*Work order*.
Repeat the data below with no changes.

(Records excerpted from a collection)
□ □ □ □ □
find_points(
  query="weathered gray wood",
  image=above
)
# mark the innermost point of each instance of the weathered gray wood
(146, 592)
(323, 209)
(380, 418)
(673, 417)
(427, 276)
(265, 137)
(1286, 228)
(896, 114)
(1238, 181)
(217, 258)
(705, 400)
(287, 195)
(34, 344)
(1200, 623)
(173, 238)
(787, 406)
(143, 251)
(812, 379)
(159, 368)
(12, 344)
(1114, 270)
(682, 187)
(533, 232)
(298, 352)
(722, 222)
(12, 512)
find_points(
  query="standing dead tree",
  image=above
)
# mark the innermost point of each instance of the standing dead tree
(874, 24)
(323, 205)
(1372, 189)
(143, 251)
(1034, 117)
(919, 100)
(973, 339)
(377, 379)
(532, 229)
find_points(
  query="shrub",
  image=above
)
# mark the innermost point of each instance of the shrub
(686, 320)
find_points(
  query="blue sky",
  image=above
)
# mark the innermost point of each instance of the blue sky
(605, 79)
□ □ □ □ □
*Solution*.
find_points(
  query="weathered gray wood",
  image=above
)
# mark the innermost point of each instance of the weathered gray wood
(146, 592)
(323, 209)
(380, 418)
(673, 417)
(427, 276)
(265, 137)
(1286, 228)
(896, 114)
(1238, 181)
(217, 258)
(705, 400)
(287, 195)
(34, 344)
(1200, 623)
(173, 238)
(787, 406)
(143, 251)
(812, 379)
(159, 368)
(12, 344)
(1114, 270)
(682, 187)
(533, 232)
(298, 352)
(722, 222)
(12, 512)
find_points(
  query="standing dead tree",
  image=above
)
# mark the innermost point of each instance of the standing dead tree
(874, 24)
(323, 205)
(1372, 189)
(143, 251)
(1034, 117)
(919, 100)
(973, 339)
(377, 379)
(532, 229)
find_points(
  query="shrub",
  image=above
)
# mark the innermost point of each instance of the shrub
(686, 320)
find_points(
  query="blue sky",
  image=above
)
# mark the innermost point of each instance of the blue sky
(605, 79)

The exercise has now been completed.